- _Goal_:
Count the lines in the material below that contain the word "mountain", and reply with only that number.
↓
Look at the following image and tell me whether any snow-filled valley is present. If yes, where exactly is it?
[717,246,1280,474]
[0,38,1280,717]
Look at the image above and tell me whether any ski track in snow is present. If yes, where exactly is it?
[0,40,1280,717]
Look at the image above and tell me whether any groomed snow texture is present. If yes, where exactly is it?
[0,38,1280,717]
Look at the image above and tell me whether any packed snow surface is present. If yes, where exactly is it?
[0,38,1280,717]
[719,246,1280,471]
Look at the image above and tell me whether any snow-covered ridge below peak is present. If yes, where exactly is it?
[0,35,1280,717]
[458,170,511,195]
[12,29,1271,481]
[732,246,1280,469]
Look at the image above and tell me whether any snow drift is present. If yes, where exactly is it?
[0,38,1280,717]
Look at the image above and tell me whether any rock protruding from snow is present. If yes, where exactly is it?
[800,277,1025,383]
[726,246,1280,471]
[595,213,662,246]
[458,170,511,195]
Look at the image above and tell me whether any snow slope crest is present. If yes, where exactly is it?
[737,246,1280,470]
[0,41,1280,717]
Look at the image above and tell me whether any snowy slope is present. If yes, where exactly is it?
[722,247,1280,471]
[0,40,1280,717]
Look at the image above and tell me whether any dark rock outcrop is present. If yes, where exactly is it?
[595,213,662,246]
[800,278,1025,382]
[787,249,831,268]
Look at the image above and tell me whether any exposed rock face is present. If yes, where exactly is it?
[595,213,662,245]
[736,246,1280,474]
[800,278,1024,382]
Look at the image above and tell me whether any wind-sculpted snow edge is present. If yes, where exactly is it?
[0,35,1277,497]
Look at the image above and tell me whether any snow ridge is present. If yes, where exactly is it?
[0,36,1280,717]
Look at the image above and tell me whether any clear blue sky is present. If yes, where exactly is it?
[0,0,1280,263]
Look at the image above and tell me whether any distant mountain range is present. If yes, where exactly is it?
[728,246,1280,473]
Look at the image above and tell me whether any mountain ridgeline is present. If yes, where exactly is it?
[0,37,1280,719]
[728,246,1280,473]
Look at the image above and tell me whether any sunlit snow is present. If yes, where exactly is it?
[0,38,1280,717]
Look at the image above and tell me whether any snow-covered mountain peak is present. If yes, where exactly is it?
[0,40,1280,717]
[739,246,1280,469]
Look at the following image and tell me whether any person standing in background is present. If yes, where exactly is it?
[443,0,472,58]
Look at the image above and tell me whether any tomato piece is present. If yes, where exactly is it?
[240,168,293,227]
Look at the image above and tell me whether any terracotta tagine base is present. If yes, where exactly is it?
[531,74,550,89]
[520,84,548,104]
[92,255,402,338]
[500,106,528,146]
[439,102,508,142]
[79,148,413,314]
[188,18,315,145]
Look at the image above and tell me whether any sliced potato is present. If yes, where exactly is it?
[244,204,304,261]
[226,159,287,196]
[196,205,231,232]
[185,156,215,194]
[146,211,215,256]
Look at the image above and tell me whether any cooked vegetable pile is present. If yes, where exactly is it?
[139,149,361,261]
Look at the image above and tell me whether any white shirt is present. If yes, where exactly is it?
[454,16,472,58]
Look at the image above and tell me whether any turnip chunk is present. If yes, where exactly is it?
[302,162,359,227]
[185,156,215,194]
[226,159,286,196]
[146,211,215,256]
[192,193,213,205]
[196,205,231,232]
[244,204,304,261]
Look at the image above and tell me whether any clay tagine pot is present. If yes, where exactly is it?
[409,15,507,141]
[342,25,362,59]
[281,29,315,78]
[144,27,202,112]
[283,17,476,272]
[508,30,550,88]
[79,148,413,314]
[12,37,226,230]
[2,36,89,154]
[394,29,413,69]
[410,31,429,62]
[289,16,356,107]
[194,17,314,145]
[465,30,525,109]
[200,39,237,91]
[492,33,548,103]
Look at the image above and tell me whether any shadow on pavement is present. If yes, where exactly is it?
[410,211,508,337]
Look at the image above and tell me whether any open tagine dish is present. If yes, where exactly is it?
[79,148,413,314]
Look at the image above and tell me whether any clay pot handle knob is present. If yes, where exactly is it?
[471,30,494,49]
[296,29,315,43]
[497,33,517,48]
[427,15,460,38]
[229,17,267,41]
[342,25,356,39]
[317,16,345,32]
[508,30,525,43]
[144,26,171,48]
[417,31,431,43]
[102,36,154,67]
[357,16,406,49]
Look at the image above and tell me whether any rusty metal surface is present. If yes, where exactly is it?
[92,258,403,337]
↑
- _Task answer_:
3